Professor Bill Adams, Moran Professor of Conservation and Development in the Department of Geography at the University of Cambridge, will deliver the 36th T.B. Macaulay Lecture "Conservation and the end of nature" on 14 June 2013. The lecture will take place at the James Hutton Institute in Aberdeen and will be broadcast live to the Dundee site.
If you wish to attend the lecture in either Aberdeen or Dundee please email our events staff indicating your preferred site. Places must be booked in advance due to limited seating.
In the 21st century, the scale and intensity of human impacts on the biosphere and biodiversity are widely recognised: we live in the Anthropocene, the era of humankind. Through the 20th century the conservation movement developed strategies to defend nature from human pressure. There have been successes but human impacts continue to grow.
Impoverished and novel ecosystems are being created that have no exact 'natural' analogue. These make any simple idea of 'naturalness' profoundly problematic and challenge our understanding of conservation. Are current conservation strategies suited to future challenges? Do they need to change, and if so how?
Speaker Details
Bill has been teaching about conservation and sustainable development since 1984. His research explores the tensions between conservation and development and draws on a range of disciplines; but particularly political ecology. Most of his work has focused on Africa and the UK.
Bill is currently studying landscape-scale conservation and ecological restoration projects in the UK and East Africa and the implications of ideas of naturalness, novel ecosystems and synthetic biology for conservation practice. He blogs at thinkinglikeahuman.wordpress.com.

▶ _TASK REQUIREMENTS_
A. Return the stretch of the lecture announcement from "If you wish" through "to limited seating.", copied word for word.
B. According to the lecture announcement, since what year has Bill Adams been teaching about conservation and sustainable development?

▶ _DATA SUPPLIED_
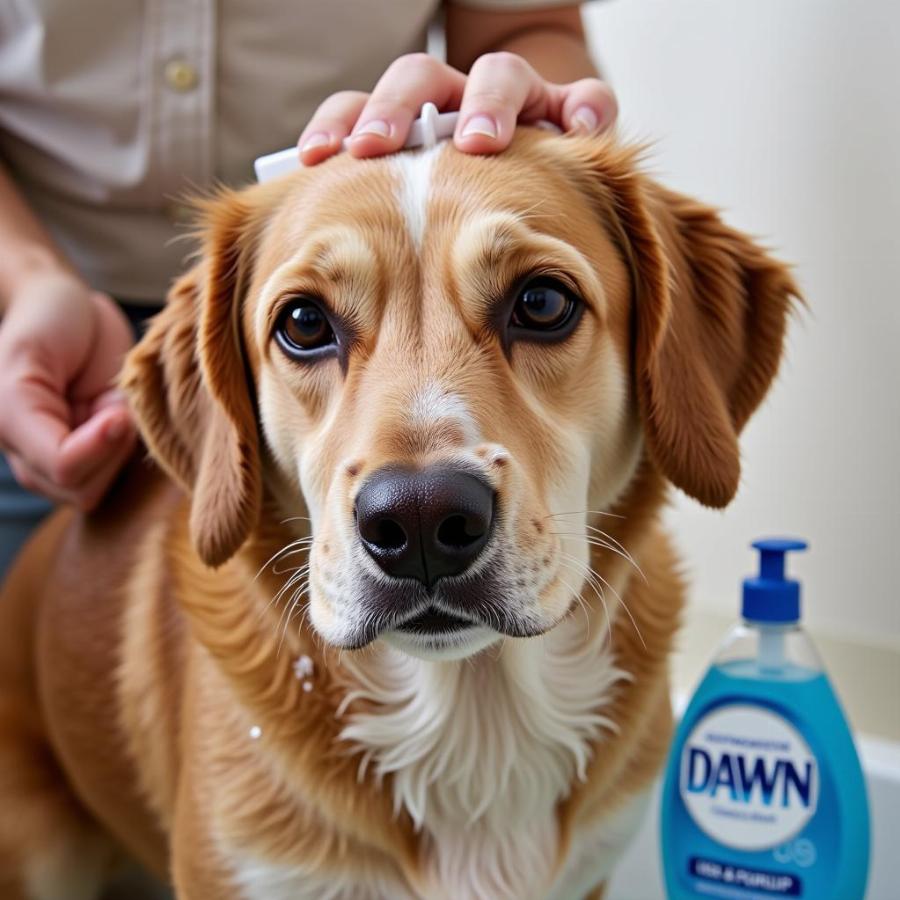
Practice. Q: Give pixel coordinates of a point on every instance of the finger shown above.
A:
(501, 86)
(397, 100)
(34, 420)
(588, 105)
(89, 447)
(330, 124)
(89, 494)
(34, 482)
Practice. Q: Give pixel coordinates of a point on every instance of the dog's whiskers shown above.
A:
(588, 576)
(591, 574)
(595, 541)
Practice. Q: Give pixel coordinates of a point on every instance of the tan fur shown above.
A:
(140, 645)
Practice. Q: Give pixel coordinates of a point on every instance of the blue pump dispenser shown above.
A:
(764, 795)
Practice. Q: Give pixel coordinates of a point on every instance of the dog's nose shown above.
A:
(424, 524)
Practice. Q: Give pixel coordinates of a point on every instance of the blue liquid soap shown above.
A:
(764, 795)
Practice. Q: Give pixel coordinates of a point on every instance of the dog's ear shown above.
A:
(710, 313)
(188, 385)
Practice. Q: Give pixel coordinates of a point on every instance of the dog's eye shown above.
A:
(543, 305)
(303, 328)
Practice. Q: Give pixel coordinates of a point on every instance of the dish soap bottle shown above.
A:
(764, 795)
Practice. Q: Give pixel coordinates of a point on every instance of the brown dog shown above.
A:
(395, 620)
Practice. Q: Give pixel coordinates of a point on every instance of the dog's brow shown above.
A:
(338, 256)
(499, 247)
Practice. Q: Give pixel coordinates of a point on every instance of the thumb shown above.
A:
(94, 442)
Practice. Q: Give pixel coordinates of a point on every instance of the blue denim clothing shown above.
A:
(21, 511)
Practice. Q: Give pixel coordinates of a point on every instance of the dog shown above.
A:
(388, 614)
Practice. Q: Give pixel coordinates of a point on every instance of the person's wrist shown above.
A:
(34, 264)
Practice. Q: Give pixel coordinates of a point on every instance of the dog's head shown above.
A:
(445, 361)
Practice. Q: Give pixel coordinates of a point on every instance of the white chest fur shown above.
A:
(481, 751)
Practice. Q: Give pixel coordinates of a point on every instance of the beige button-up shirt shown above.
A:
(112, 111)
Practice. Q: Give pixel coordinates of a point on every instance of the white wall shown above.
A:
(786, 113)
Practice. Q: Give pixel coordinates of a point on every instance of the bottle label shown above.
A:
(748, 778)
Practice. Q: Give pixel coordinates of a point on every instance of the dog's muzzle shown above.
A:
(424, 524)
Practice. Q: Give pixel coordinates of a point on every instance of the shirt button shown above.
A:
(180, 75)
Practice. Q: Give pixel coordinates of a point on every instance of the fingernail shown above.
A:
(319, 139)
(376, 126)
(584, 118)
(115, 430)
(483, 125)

▶ _ANSWERS PROVIDED_
A.
If you wish to attend the lecture in either Aberdeen or Dundee please email our events staff indicating your preferred site. Places must be booked in advance due to limited seating.

B. Since 1984.